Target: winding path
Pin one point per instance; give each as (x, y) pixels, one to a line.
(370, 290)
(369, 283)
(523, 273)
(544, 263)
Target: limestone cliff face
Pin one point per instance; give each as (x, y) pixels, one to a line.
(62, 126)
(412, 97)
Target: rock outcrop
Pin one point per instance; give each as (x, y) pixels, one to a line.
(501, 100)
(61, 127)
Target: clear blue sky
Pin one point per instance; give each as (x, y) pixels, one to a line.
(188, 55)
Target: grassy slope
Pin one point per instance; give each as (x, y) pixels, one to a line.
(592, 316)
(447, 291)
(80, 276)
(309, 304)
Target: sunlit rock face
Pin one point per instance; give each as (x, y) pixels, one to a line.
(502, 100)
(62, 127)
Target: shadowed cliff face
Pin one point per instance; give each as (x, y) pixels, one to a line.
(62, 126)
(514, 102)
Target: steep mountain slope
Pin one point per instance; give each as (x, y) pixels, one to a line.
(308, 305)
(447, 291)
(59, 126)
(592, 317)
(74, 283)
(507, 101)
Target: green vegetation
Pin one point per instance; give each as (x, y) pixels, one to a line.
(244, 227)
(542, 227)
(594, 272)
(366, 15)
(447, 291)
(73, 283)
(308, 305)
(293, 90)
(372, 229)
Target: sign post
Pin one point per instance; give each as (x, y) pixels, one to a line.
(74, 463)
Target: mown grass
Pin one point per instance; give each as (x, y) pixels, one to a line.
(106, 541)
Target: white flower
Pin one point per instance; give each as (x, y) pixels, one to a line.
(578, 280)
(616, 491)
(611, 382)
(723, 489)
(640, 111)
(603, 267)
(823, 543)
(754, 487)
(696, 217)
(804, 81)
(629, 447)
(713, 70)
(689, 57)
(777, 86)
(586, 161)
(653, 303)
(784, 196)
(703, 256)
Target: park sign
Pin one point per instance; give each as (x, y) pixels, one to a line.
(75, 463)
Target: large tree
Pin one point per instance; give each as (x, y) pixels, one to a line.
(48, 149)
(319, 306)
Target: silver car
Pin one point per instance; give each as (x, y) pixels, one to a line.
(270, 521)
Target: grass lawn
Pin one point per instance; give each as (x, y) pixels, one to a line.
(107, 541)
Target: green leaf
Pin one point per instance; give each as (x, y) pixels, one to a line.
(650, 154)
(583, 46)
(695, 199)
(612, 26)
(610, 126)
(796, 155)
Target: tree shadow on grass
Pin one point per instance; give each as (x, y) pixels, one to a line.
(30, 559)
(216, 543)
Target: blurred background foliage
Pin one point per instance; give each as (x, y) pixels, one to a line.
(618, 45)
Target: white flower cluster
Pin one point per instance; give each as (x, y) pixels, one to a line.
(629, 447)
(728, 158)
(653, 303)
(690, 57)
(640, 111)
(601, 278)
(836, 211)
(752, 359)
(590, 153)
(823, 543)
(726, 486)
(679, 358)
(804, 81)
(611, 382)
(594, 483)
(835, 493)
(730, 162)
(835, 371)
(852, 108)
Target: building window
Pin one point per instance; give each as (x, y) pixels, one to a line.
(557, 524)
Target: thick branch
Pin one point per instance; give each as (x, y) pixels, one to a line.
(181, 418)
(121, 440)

┄┄┄┄┄┄┄┄┄┄┄┄┄┄┄┄┄┄┄┄

* EXERCISE DIRECTIONS *
Starting at the line that contains "Target: blurred background foliage" and continuing through the final line above, substitute "object" for every instance of "instance", keeping all else unchanged. Reproduce only those lines.

* RESPONSE BELOW *
Target: blurred background foliage
Pin one point per object; give each as (x, y) pixels, one to a line.
(618, 45)
Target: white flower cluster
Pin one point per object; give each as (x, y) pixels, one to a line.
(629, 447)
(728, 158)
(653, 303)
(690, 57)
(640, 111)
(601, 278)
(836, 211)
(752, 359)
(590, 153)
(823, 543)
(726, 486)
(679, 358)
(804, 81)
(611, 382)
(594, 483)
(835, 493)
(730, 162)
(835, 371)
(852, 108)
Target: building window
Pin one point per object; give each as (x, y) pixels, one to a line.
(557, 524)
Target: thick branch
Pin one point per object; give each as (x, y) pixels, one to a line.
(181, 418)
(121, 440)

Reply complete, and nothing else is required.